Print the listing below once more, unchanged.
Start of Block
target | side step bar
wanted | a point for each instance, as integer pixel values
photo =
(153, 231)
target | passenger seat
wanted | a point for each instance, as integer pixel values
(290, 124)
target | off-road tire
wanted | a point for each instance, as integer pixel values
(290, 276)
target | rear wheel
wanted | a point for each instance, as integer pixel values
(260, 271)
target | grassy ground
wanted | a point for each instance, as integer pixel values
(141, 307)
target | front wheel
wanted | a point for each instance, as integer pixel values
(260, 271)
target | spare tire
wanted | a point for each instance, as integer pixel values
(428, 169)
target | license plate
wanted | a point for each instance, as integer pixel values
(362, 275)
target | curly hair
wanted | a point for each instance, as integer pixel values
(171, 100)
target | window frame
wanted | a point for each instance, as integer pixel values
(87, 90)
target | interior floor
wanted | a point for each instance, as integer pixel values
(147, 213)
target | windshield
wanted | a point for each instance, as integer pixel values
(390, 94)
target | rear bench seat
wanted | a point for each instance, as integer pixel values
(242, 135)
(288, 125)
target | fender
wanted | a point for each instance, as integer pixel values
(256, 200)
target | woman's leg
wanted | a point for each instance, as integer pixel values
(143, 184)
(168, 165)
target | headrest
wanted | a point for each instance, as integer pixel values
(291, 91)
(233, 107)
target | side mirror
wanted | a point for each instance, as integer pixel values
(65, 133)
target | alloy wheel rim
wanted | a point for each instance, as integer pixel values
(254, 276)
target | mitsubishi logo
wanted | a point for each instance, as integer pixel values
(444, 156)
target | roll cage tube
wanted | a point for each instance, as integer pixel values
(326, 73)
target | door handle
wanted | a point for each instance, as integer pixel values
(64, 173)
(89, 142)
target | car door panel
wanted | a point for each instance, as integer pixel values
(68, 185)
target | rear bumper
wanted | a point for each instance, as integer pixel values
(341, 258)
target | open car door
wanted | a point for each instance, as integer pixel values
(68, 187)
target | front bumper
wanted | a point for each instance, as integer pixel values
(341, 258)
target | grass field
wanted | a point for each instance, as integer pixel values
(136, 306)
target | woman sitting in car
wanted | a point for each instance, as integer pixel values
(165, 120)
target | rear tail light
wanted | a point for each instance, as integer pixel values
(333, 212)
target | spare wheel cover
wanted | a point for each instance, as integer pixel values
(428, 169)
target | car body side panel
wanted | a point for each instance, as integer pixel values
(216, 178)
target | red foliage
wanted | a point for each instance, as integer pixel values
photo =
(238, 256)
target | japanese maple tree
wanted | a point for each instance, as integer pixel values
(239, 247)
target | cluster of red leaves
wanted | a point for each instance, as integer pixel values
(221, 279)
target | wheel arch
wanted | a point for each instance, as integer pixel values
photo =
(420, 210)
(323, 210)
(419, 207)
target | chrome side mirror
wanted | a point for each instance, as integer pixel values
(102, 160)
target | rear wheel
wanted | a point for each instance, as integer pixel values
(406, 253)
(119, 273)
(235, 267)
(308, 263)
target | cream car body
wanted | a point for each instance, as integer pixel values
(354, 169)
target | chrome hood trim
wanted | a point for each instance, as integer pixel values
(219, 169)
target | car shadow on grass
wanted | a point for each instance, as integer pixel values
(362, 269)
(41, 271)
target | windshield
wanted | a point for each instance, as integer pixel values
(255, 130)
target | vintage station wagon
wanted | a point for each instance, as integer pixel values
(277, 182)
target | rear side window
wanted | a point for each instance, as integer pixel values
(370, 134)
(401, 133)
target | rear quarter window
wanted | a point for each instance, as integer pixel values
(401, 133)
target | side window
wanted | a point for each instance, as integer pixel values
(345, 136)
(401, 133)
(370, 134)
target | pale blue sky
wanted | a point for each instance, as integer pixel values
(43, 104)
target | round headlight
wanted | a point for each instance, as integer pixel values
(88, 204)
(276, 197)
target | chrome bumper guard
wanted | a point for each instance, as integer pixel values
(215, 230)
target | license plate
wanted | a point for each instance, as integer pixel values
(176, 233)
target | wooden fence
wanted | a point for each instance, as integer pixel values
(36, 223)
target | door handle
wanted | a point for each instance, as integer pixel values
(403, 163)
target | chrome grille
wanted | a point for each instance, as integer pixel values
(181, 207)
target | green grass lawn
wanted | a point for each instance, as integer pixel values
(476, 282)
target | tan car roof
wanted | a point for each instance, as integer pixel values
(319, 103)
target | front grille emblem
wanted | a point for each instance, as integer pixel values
End of Block
> [REPLY]
target | side step bar
wanted | a point for each instance, as integer pixel values
photo =
(153, 231)
target | passenger seat
wanted | a point for each instance, as integer pixel values
(290, 124)
target | off-road tire
wanted | a point for each instance, as integer pixel values
(290, 276)
target | rear wheel
wanted | a point for each instance, as integer pixel values
(260, 271)
target | grassy ground
wanted | a point for each instance, as integer pixel values
(141, 307)
target | front wheel
wanted | a point for each instance, as integer pixel values
(260, 271)
target | spare tire
wanted | a point for each instance, as integer pixel values
(428, 169)
target | license plate
wanted | a point for each instance, as integer pixel values
(362, 275)
target | curly hair
wanted | a point for each instance, as integer pixel values
(171, 100)
target | window frame
wanted | a point for each instance, as integer pixel values
(87, 90)
target | interior floor
wanted | a point for each instance, as integer pixel values
(147, 213)
target | windshield
wanted | a point for each instance, as integer pixel values
(390, 94)
target | rear bench seat
wanted | a point for each instance, as integer pixel values
(242, 135)
(288, 125)
target | fender
wanted | a point for each instance, as integer pixel values
(256, 200)
target | woman's leg
wanted | a point for each instance, as integer pixel values
(143, 184)
(168, 165)
target | headrest
wanted | a point for each instance, as integer pixel values
(291, 91)
(233, 107)
target | side mirror
wanted | a point for each instance, as integer pixel values
(65, 133)
target | alloy wheel rim
wanted | a point for each instance, as integer pixel values
(254, 276)
target | mitsubishi logo
wanted | a point for each instance, as integer pixel values
(444, 156)
target | roll cage tube
wanted | a point for each instance, as integer pixel values
(326, 73)
target | door handle
wanted | a point for each instance, as integer pixel values
(64, 173)
(89, 142)
target | car door panel
wanted | a point for each instance, as integer pixel values
(68, 185)
target | rear bumper
wanted | a point for each instance, as integer pixel values
(341, 258)
target | open car door
wanted | a point for each instance, as integer pixel values
(68, 187)
target | front bumper
wanted | a point for each instance, as integer pixel values
(341, 258)
target | grass field
wanted | a point for each instance, as integer pixel values
(136, 306)
target | woman sitting in car
wanted | a point for each instance, as integer pixel values
(165, 120)
target | rear tail light
wanted | a point for each instance, as integer pixel values
(333, 212)
target | spare wheel cover
wanted | a point for each instance, as integer pixel values
(428, 169)
target | car body side panel
wanted | a point for each instance, as integer pixel values
(216, 178)
target | red foliage
wanted | a point for each instance, as integer pixel values
photo =
(238, 256)
target | japanese maple tree
wanted | a point for each instance, as integer pixel values
(239, 247)
target | cluster of red leaves
wanted | a point for each instance, as integer pixel values
(221, 279)
target | wheel arch
wanted | a point for each instance, as integer pixel values
photo =
(420, 210)
(323, 210)
(419, 207)
target | chrome side mirror
wanted | a point for each instance, as integer pixel values
(102, 160)
target | rear wheel
wanted | a point for each instance, as integer pixel values
(406, 253)
(119, 273)
(235, 267)
(308, 263)
target | cream car body
wanted | a point for each instance, as integer pixel values
(354, 169)
target | chrome hood trim
wanted | a point for each instance, as integer pixel values
(219, 169)
target | car shadow on grass
wanted | a point for each instance, as integer pixel values
(362, 269)
(41, 271)
target | windshield
wanted | a point for each instance, as integer pixel values
(255, 130)
target | vintage station wagon
wanted | a point for each instance, as integer pixel values
(277, 182)
target | rear side window
wanted | a point for each instance, as integer pixel values
(370, 134)
(401, 133)
target | rear quarter window
wanted | a point for each instance, as integer pixel values
(401, 133)
target | side window
wanted | a point for each instance, as integer pixel values
(345, 136)
(401, 133)
(370, 134)
target | pale blue sky
wanted | a point for each instance, as integer pixel values
(43, 104)
target | round headlight
wanted | a point for each instance, as integer pixel values
(88, 204)
(276, 197)
target | chrome bumper guard
wanted | a point for each instance, as integer pixel values
(215, 230)
target | license plate
wanted | a point for each instance, as integer pixel values
(176, 233)
target | wooden fence
wanted | a point for each instance, as integer pixel values
(36, 223)
target | door handle
wanted | a point for each instance, as integer pixel values
(403, 163)
target | chrome grille
wanted | a point for each instance, as integer pixel values
(181, 207)
target | green grass lawn
wanted | a point for each instance, as integer pixel values
(476, 282)
target | tan car roof
wanted | a point for each instance, as integer pixel values
(319, 103)
target | front grille emblem
wanted | a point for each instance, as integer pixel values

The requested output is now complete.